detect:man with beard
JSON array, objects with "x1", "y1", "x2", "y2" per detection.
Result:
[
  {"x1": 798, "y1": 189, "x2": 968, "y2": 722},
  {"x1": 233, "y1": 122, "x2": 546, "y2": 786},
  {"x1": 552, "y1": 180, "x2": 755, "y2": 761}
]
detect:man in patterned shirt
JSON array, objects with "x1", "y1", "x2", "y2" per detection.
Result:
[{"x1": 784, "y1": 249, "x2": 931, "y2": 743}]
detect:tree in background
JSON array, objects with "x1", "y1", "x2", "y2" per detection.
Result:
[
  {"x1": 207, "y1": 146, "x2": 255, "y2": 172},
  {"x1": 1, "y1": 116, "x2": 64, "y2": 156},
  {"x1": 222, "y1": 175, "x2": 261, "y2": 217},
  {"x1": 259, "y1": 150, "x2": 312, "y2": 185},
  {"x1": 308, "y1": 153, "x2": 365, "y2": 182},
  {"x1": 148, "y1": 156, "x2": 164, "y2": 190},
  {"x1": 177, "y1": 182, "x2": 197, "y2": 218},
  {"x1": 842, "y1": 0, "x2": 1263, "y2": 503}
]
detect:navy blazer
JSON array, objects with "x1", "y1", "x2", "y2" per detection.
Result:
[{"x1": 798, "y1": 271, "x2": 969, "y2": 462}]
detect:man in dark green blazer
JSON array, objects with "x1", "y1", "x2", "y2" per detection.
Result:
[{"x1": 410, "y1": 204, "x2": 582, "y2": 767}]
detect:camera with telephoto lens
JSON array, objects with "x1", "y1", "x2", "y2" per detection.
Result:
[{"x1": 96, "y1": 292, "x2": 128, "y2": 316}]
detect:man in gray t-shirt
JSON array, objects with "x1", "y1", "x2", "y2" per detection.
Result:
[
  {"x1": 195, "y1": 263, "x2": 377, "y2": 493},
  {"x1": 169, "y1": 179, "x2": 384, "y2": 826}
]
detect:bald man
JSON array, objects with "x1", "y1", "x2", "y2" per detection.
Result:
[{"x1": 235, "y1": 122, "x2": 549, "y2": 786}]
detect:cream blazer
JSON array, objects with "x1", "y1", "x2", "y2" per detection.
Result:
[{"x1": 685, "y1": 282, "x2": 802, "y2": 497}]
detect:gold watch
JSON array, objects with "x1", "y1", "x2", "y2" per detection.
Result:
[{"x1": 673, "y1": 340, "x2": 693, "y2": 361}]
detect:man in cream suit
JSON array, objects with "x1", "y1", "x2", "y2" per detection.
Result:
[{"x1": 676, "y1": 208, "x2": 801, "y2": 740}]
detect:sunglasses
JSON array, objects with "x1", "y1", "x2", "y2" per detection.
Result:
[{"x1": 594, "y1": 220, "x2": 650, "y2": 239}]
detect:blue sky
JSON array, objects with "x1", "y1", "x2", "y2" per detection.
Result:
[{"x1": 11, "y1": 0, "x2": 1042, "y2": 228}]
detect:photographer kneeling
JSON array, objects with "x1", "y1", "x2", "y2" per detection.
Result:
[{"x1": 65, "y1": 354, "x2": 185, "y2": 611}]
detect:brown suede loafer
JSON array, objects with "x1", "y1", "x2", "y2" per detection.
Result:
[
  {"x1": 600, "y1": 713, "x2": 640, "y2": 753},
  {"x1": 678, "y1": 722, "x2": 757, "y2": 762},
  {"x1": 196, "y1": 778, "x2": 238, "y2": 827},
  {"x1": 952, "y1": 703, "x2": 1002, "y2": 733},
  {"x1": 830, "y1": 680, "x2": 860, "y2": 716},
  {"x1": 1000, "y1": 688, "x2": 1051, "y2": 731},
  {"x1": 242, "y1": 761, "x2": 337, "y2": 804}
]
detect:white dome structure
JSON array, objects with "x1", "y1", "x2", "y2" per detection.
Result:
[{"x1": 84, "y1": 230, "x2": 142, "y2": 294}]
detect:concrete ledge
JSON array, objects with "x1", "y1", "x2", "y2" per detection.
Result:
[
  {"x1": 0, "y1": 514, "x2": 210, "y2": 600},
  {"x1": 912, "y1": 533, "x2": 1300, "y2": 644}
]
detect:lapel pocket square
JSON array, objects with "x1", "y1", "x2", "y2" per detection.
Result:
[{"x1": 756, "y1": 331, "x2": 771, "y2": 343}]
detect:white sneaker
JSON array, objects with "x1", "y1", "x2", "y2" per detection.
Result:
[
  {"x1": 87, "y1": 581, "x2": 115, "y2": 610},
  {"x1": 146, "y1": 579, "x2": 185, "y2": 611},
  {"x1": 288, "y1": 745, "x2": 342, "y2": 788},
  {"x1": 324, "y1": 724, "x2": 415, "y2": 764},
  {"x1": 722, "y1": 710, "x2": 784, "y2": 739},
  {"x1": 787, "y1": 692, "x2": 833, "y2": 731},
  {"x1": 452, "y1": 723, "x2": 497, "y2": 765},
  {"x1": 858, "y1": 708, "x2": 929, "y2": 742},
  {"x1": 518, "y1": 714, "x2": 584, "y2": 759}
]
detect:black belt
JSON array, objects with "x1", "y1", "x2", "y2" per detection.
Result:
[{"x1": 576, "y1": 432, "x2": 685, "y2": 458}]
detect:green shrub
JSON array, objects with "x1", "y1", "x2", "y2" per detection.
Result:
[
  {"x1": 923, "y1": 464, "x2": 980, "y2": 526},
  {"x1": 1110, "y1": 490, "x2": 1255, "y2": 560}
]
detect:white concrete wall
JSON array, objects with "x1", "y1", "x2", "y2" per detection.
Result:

■ WHAT IS EXPECTED: All the entries above need to be reproduced exactly.

■ SOLUTION:
detect:man with beard
JSON array, objects with "x1", "y1", "x2", "y2" per detection.
Result:
[
  {"x1": 798, "y1": 189, "x2": 968, "y2": 722},
  {"x1": 233, "y1": 122, "x2": 546, "y2": 786},
  {"x1": 552, "y1": 180, "x2": 755, "y2": 761}
]
detect:man in patterned shirt
JSON array, objects with "x1", "y1", "x2", "y2" per detection.
Result:
[{"x1": 784, "y1": 249, "x2": 931, "y2": 743}]
detect:tree in background
JSON array, objects with "x1", "y1", "x2", "y2" per detection.
Result:
[
  {"x1": 207, "y1": 146, "x2": 255, "y2": 172},
  {"x1": 1, "y1": 116, "x2": 64, "y2": 156},
  {"x1": 222, "y1": 175, "x2": 261, "y2": 217},
  {"x1": 259, "y1": 150, "x2": 312, "y2": 185},
  {"x1": 308, "y1": 153, "x2": 365, "y2": 182},
  {"x1": 148, "y1": 156, "x2": 164, "y2": 190},
  {"x1": 177, "y1": 182, "x2": 197, "y2": 218},
  {"x1": 842, "y1": 0, "x2": 1263, "y2": 503}
]
detect:navy blazer
JSON array, objects with "x1", "y1", "x2", "y2" per detection.
Result:
[{"x1": 798, "y1": 271, "x2": 969, "y2": 462}]
detect:man in dark green blazer
JSON array, objects with "x1", "y1", "x2", "y2" per detection.
Result:
[{"x1": 410, "y1": 204, "x2": 582, "y2": 767}]
detect:camera with telephoto lens
JSON array, objects with "x1", "y1", "x2", "y2" per detection.
Result:
[{"x1": 96, "y1": 292, "x2": 128, "y2": 316}]
detect:man in gray t-shirt
JSON array, objects with "x1", "y1", "x2", "y2" per detection.
Result:
[
  {"x1": 195, "y1": 263, "x2": 377, "y2": 493},
  {"x1": 169, "y1": 179, "x2": 384, "y2": 826}
]
detect:bald man
JSON array, objects with "x1", "y1", "x2", "y2" per detection.
Result:
[{"x1": 235, "y1": 122, "x2": 549, "y2": 786}]
detect:cream blazer
JSON array, objects with "x1", "y1", "x2", "y2" per detection.
Result:
[{"x1": 685, "y1": 282, "x2": 802, "y2": 497}]
detect:gold watch
JSON array, objects with "x1", "y1", "x2", "y2" per detection.
Result:
[{"x1": 673, "y1": 340, "x2": 693, "y2": 361}]
detect:man in cream suit
JSON array, objects with "x1", "y1", "x2", "y2" per detection.
Result:
[{"x1": 676, "y1": 208, "x2": 801, "y2": 740}]
detect:sunglasses
JSON array, objects with "x1", "y1", "x2", "y2" per detection.
Result:
[{"x1": 594, "y1": 220, "x2": 650, "y2": 239}]
detect:blue sky
JSON array, objects with "x1", "y1", "x2", "y2" per detection.
Result:
[{"x1": 11, "y1": 0, "x2": 1042, "y2": 228}]
detect:photographer kneeling
JSON array, objects with "x1", "y1", "x2", "y2" per detection.
Result:
[{"x1": 65, "y1": 354, "x2": 185, "y2": 611}]
detect:brown suede loafer
JSON array, objects with "x1", "y1", "x2", "y2" per detection.
Result:
[
  {"x1": 600, "y1": 713, "x2": 640, "y2": 753},
  {"x1": 678, "y1": 722, "x2": 757, "y2": 762},
  {"x1": 196, "y1": 778, "x2": 238, "y2": 827},
  {"x1": 952, "y1": 703, "x2": 1002, "y2": 733},
  {"x1": 830, "y1": 680, "x2": 860, "y2": 716},
  {"x1": 1000, "y1": 688, "x2": 1051, "y2": 731},
  {"x1": 242, "y1": 761, "x2": 337, "y2": 804}
]
detect:white dome structure
JSON array, objects with "x1", "y1", "x2", "y2" per detection.
Result:
[{"x1": 84, "y1": 230, "x2": 142, "y2": 294}]
detect:concrete ledge
JSON array, objects with "x1", "y1", "x2", "y2" per detection.
Result:
[
  {"x1": 0, "y1": 514, "x2": 210, "y2": 600},
  {"x1": 912, "y1": 533, "x2": 1300, "y2": 644}
]
detect:lapel pocket square
JSON array, objects with "x1", "y1", "x2", "y2" per detection.
Result:
[{"x1": 756, "y1": 331, "x2": 771, "y2": 343}]
detect:white sneaker
JSON array, objects with "x1", "y1", "x2", "y2" per detection.
Result:
[
  {"x1": 87, "y1": 581, "x2": 115, "y2": 610},
  {"x1": 146, "y1": 579, "x2": 185, "y2": 611},
  {"x1": 288, "y1": 745, "x2": 342, "y2": 788},
  {"x1": 324, "y1": 724, "x2": 415, "y2": 764},
  {"x1": 722, "y1": 710, "x2": 784, "y2": 739},
  {"x1": 787, "y1": 692, "x2": 833, "y2": 731},
  {"x1": 452, "y1": 723, "x2": 497, "y2": 765},
  {"x1": 858, "y1": 708, "x2": 929, "y2": 742},
  {"x1": 518, "y1": 714, "x2": 584, "y2": 759}
]
detect:black belt
JSON array, objects with "x1", "y1", "x2", "y2" per detection.
Result:
[{"x1": 576, "y1": 432, "x2": 685, "y2": 458}]
detect:green shrub
JSON array, objects with "x1", "y1", "x2", "y2" per detection.
Result:
[
  {"x1": 923, "y1": 464, "x2": 980, "y2": 526},
  {"x1": 1110, "y1": 490, "x2": 1255, "y2": 560}
]
detect:white concrete wall
JSON array, objects with "x1", "y1", "x2", "y2" per detection.
Result:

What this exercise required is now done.